Source document:
========================================

Heather Parry (born 1971)  is an American television and film producer. She is best known for Pixels (2015), The House Bunny (2008), and A Star Is Born (2018).

Background and early career
Heather Parry grew up in Macungie, Pennsylvania. She attended and graduated from Emmaus High School in Emmaus, Pennsylvania in 1989. Parry graduated from Colorado State University at Fort Collins, Colorado. While a graduate student at Colorado State University, Parry began her career in the entertainment industry with an internship on The Dennis Miller Show.

Career

MTV (1993–2005) 
Parry was the West Coast Bureau Chief for MTV News from 1993 until 2005. In 2005, she co-produced Get Rich or Die Tryin’ starring 50 Cent and The Longest Yard starring Adam Sandler for MTV Films.

Happy Madison Productions (2005–2015) 
From 2005 until 2015, Parry was head of film development and production at Happy Madison Productions, founded by Adam Sandler, and produced four movies for the company, The House Bunny in 2008,  Just Go with It in 2011, That's My Boy in 2012, and Pixels in 2015.

Live Nation Productions (2015–2019) 
In December 2015, Parry was named president of film and television production at Live Nation, where she oversaw production of four documentaries, Eagles of Death Metal: Nos Amis (Our Friends), Can’t Stop Won’t Stop: A Bad Boy Story and Gaga: Five Foot Two (all in 2017) and Believer in 2018.

In December 2018, Parry was put on leave by Live Nation following publication of an exposé by Variety, reporting results of a four-month long investigation into her alleged workplace abuse and verbal harassment toward employees. Live Nation hired an outside firm, Paul Hastings LLP, to conduct an internal investigation. On February 21, 2019, Parry was fired from Live Nation Productions.

========================================

Items listed in a dataset:

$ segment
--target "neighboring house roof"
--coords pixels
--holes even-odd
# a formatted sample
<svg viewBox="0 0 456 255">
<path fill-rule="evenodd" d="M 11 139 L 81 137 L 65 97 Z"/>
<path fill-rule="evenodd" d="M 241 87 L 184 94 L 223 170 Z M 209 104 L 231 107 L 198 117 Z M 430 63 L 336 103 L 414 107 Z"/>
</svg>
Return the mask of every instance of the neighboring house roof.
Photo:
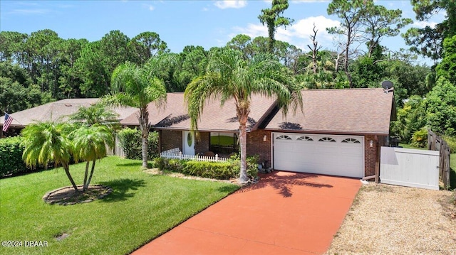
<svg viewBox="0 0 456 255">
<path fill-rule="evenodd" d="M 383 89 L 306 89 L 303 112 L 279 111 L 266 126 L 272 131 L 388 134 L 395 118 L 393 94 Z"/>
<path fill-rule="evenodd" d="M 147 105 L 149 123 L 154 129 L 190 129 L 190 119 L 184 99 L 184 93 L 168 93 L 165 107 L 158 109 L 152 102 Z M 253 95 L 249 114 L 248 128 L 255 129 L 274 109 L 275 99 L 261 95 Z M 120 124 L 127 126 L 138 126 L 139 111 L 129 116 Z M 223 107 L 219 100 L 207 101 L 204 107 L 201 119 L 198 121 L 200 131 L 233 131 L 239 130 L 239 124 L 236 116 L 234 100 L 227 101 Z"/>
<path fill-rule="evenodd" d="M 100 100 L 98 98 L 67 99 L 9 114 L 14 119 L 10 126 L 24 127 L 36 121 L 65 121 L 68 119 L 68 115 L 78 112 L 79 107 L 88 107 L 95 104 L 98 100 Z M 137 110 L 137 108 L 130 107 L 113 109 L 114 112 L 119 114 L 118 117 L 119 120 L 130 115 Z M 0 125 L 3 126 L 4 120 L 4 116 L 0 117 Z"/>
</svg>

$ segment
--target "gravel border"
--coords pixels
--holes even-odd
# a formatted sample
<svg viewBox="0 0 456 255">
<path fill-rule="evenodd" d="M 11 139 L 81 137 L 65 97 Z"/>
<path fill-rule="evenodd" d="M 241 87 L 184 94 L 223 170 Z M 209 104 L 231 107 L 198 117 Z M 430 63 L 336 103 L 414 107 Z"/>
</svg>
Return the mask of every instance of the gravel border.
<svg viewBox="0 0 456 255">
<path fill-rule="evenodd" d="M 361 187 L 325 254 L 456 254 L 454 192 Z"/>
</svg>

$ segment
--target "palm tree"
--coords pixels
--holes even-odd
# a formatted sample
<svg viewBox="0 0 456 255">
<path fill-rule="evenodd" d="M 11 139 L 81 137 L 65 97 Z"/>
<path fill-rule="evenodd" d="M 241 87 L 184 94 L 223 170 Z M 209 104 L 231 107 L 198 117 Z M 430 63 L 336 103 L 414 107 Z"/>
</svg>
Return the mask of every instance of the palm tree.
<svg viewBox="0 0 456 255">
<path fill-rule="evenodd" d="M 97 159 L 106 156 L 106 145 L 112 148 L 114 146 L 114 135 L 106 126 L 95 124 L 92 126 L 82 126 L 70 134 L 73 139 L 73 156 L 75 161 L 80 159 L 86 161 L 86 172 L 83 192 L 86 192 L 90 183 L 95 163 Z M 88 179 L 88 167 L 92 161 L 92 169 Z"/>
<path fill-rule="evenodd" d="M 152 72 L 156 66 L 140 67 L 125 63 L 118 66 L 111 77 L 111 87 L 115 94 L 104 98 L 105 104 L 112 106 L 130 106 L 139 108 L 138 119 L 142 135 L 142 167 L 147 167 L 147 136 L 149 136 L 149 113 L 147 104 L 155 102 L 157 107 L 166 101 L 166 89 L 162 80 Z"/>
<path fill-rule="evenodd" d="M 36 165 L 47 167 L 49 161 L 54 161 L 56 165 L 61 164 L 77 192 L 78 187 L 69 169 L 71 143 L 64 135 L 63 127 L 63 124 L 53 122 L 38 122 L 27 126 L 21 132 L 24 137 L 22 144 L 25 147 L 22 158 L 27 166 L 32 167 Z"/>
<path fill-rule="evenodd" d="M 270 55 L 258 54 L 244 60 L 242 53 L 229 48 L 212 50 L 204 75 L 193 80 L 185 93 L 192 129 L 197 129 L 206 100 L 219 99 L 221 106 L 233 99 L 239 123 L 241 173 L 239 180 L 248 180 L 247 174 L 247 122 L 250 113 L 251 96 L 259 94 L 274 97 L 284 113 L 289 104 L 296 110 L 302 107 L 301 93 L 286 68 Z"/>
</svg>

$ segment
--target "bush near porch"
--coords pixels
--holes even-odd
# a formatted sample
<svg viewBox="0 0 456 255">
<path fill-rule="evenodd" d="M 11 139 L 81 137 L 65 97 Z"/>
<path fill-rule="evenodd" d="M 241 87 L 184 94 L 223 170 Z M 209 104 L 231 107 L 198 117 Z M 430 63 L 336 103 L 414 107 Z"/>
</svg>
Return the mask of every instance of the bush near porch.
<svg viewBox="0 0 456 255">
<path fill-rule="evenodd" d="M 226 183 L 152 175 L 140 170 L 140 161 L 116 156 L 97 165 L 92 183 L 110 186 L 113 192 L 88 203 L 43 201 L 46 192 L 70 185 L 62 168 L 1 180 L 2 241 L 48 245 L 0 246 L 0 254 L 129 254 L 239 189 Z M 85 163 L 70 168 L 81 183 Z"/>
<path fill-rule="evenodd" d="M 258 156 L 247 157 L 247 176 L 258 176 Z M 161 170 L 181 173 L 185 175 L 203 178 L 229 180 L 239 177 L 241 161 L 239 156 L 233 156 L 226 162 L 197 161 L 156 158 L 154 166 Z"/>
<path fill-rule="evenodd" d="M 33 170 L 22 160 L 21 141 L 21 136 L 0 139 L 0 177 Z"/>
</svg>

========================================

Exercise tasks:
- 1) Output everything from the start of the records down to the line containing "383 89 L 306" as a Markdown table with the columns Row and Line. Number each row, omit blank lines, and leave the pictures out.
- 2) Write the next part of the biography of Heather Parry, continuing from the point at which it stops.

Results:
- 1)
| Row | Line |
|---|---|
| 1 | $ segment |
| 2 | --target "neighboring house roof" |
| 3 | --coords pixels |
| 4 | --holes even-odd |
| 5 | # a formatted sample |
| 6 | <svg viewBox="0 0 456 255"> |
| 7 | <path fill-rule="evenodd" d="M 11 139 L 81 137 L 65 97 Z"/> |
| 8 | <path fill-rule="evenodd" d="M 241 87 L 184 94 L 223 170 Z M 209 104 L 231 107 L 198 117 Z M 430 63 L 336 103 L 414 107 Z"/> |
| 9 | </svg> |
| 10 | Return the mask of every instance of the neighboring house roof. |
| 11 | Photo: |
| 12 | <svg viewBox="0 0 456 255"> |
| 13 | <path fill-rule="evenodd" d="M 383 89 L 306 89 L 303 112 L 279 111 L 266 126 L 272 131 L 388 134 L 395 118 L 393 94 Z"/> |

- 2)
Awards and recognition
Believer was nominated for an Emmy Award for Outstanding Arts and Culture Documentary. It also won Best Documentary at the 30th GLAAD Media Awards.
In 2018, Parry received the Hermes Platinum Award for two documentaries, Can't Stop, Won't Stop: A Bad Boy Story,  which she shared with Daniel Kaufman (director) and Sean Combs (producer), and Gaga: Five Foot Two, shared with Chris Moukarbel (director), Lady Gaga (producer), and Bobby Campbell (producer).
 Parry was a producer on Can’t Stop Won’t Stop: A Bad Boy Story, which won a Hollywood Documentary Award at the Hollywood Film Awards in 2017.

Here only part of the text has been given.